Quoted passage start

I know; I was talking about the computer the person I was replying to already owns.
The GP said that they already essentially have 64GB+8GB of memory in their Intel MBP; but they don't, because it's not unified, and so the GPU can't access the 64GB. So they can only load 8GB-wide models.
Whereas with the M1 Pro/Max the GPU can access the 64GB, and so can load 64GB-wide models.
How much of that 64 GB is in use at the same time though? Caching not recently used stuff from DRAM out to an SSD isn't actually that slow, especially with the high speed SSD that Apple uses.
Right. And to me, this is the interesting part. There's always been that size/speed tradeoff ... by putting huge amounts of memory bandwidth on "less" main RAM, it becomes almost half-ram-half-cache; and by making the SSD fast it becomes more like massive big half-hd-half-cache. It does wear them out, however.
You were (unintentionally) trolled. My first post up there was alluding to the legend that Bill Gates once said, speaking of the original IBM PC, "640K of memory should be enough for anybody." (N.B. He didn't[0])
Video and VFX generally don't need to keep whole sequences in RAM persistently these days because:
1. The high-end SSDs in all Macs can keep up with that data rate (3GB/sec)
2. Real-time video work is virtually always performed on compressed (even losslessly compressed) streams, so the data rate to stream is less than that.
But it's also been around for at least a year. And upcoming pcie 5 SSDs will up that to 10-14GBps.
I'm saying Apple might have wanted to emphasise their more standout achievements. Such as on the CPU front, where they're likely to be well ahead for a year - competition won't catch up until AMD starts shipping 5nm Zen4 CPUs in Q3/Q4 2022.
I'm guessing that's new for the 13" or for the M1, but my 16‑inch MacBook Pro purchased last year had 64GB of memory. (Looks like it's considered a 2019 model, despite being purchased in September 2020).
Really curious if the memory bandwidth is entirely available to the CPU if the GPU is idle. An nvidia RTX3090 has nearly 1TB/s bandwidth, so the GPU is clearly going to use as much of the 400GB/s as possible. Other unified architectures have multiple channels or synchronization to memory, such that no one part of the system can access the full bandwidth. But if the CPU can access all 400GB/s, that is an absolute game changer for anything memory bound. Like 10x faster than an i9 I think?
Not sure if it will be available, but 400GB/s is way too much for 8 cores to take up. You would need some sort of avx512 to hog up that much bandwidth.
Moreover, it's not clear how much of a bandwidth/width does M1 max CPU interconnect/bus provide.
--------
Edit: Add common sense about HPC workloads.
There is a fundamental idea called memory-access-to-computation ratio. We can't assume a 1:0 ratio since it was doing literally nothing except copying.
Typically your program needs serious fixing if it can't achieve 1:4. (This figure comes from a CUDA course. But I think it should be similar for SIMD)
Edit: also a lot of that bandwidth is fed through cache. Locality will eliminate some orders of magnitudes of memory access, depending on the code.
> Not sure if it will be available, but 400GB/s is way too much for 8 cores to take up. You would need some sort of avx512 to hog up that much bandwidth.

Quoted passage end

**Directive A:**
Answer these questions from the thread:
(i) What data rate can the high-end SSDs in all Macs keep up with?
(ii) How much bandwidth does an nvidia RTX3090 have?
(iii) What memory-access-to-computation ratio must a program achieve to avoid needing serious fixing?
**Directive B:**
Reproduce word for word the part of the thread from "Whereas with the" to "them out, however.".
Use only the thread above to answer; no outside sources.

Information shown start

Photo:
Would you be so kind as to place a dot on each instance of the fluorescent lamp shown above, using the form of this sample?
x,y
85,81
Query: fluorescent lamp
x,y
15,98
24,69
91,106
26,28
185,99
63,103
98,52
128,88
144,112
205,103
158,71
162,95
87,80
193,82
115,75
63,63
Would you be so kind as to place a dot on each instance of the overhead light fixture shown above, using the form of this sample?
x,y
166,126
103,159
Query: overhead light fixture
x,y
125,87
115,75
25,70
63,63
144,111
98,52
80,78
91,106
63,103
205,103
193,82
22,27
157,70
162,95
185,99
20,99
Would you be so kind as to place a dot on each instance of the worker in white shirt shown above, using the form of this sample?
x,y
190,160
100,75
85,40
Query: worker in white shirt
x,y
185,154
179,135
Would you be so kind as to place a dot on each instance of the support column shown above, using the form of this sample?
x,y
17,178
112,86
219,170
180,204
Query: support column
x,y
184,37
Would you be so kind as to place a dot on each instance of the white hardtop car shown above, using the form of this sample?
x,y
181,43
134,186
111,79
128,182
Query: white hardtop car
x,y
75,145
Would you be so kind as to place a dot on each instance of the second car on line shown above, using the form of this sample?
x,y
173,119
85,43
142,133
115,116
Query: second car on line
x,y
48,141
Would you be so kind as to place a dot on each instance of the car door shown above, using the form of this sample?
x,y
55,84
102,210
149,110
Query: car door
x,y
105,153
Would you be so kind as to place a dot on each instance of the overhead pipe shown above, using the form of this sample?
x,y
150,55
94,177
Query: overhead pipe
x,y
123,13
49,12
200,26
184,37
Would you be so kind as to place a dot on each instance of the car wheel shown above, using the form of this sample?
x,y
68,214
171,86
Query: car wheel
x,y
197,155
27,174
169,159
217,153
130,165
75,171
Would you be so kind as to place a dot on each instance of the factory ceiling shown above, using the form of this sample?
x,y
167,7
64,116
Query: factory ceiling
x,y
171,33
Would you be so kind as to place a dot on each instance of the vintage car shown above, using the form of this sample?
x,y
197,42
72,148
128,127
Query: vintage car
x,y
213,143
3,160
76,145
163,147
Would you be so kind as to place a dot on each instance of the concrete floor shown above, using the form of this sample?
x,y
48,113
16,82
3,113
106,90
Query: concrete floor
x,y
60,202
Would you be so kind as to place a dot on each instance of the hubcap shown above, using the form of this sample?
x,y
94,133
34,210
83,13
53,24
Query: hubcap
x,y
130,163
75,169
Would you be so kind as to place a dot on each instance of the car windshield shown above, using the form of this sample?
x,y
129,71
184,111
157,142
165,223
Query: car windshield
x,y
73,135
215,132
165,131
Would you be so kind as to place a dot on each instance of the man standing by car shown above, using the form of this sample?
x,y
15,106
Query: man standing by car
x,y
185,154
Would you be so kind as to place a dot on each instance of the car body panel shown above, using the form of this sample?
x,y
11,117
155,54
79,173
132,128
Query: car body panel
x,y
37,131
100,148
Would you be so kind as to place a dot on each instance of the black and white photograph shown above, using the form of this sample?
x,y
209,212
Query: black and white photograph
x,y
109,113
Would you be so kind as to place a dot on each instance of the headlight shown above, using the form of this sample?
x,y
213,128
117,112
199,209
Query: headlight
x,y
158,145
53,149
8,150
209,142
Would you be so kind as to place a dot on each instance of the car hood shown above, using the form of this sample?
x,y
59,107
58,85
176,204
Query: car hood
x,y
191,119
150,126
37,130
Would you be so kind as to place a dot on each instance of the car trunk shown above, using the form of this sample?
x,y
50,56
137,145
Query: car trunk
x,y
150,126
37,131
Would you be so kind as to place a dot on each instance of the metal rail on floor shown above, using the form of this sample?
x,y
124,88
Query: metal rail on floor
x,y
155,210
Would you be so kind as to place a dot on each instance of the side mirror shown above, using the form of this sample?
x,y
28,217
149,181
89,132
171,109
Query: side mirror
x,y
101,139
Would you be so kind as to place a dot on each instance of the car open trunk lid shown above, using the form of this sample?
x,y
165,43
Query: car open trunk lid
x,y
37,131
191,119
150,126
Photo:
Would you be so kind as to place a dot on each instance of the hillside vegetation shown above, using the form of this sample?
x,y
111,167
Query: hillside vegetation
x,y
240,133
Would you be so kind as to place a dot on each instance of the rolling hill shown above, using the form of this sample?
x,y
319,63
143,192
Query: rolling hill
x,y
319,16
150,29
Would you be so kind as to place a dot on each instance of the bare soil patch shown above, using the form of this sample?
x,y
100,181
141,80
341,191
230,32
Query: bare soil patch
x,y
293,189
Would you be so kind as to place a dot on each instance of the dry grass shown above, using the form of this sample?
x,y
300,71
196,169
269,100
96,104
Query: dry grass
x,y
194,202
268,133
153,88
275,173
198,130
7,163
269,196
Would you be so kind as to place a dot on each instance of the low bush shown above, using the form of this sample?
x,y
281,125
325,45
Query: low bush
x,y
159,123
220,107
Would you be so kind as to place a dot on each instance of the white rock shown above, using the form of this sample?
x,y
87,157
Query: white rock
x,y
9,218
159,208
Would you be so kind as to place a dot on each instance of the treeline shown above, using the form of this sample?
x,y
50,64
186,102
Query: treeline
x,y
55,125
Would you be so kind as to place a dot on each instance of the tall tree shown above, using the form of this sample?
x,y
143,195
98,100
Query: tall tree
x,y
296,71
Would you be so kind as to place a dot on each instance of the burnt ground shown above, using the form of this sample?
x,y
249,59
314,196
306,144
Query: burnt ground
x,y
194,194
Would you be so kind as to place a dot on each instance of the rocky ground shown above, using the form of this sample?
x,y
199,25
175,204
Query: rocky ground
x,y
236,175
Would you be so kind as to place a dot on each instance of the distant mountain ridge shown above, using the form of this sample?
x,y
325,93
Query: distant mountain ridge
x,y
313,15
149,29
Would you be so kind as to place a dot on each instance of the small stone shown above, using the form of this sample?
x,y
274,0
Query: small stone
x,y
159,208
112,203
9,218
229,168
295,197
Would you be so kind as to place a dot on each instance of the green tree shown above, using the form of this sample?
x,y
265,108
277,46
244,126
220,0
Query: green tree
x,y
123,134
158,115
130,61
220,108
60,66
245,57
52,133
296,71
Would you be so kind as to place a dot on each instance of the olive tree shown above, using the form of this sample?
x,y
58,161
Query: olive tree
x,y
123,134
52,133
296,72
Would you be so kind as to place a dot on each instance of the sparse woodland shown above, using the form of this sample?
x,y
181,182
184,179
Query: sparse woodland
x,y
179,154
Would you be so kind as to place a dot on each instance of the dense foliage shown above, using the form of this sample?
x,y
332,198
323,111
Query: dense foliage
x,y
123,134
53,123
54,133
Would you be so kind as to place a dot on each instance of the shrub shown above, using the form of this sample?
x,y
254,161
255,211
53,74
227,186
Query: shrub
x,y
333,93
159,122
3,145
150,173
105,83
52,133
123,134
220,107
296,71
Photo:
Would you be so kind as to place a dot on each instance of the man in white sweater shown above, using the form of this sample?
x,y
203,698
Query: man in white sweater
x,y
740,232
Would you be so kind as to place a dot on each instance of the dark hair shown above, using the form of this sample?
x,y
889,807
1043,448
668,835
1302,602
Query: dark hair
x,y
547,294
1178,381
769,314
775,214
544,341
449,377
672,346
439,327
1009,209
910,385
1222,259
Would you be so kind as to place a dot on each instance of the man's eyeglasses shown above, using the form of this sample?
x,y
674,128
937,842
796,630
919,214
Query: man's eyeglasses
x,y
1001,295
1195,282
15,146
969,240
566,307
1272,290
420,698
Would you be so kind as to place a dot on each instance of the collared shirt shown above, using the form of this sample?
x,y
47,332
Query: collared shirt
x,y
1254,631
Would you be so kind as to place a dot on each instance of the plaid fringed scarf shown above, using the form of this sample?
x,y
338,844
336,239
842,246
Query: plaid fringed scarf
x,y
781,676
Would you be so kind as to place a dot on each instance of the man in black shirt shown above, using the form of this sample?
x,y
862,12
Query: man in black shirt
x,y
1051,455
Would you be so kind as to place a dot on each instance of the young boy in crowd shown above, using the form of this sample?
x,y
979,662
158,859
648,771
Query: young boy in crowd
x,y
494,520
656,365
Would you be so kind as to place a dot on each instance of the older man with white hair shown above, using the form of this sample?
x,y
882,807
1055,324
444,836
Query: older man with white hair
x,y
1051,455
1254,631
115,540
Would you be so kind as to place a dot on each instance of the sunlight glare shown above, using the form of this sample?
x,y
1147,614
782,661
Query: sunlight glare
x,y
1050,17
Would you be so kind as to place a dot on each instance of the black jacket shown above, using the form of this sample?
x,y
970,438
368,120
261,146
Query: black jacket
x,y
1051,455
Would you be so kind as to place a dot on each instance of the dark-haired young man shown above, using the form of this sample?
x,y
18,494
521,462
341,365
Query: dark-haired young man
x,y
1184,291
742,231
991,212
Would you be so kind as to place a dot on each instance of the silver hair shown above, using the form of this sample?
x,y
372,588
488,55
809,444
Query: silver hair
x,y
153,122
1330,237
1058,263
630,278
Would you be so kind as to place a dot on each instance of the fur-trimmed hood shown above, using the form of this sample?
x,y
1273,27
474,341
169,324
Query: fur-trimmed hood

Information shown end

**Final result A:**
(i) 3GB/sec
(ii) Nearly 1TB/s
(iii) 1:4

**Final result B:**
Whereas with the M1 Pro/Max the GPU can access the 64GB, and so can load 64GB-wide models.
How much of that 64 GB is in use at the same time though? Caching not recently used stuff from DRAM out to an SSD isn't actually that slow, especially with the high speed SSD that Apple uses.
Right. And to me, this is the interesting part. There's always been that size/speed tradeoff ... by putting huge amounts of memory bandwidth on "less" main RAM, it becomes almost half-ram-half-cache; and by making the SSD fast it becomes more like massive big half-hd-half-cache. It does wear them out, however.